Exercise details: The reply must consist of one number: how many lines of the data include the word "green".

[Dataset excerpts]
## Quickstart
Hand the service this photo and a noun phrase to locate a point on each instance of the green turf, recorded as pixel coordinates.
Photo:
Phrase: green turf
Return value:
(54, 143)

Reply to the exercise: 2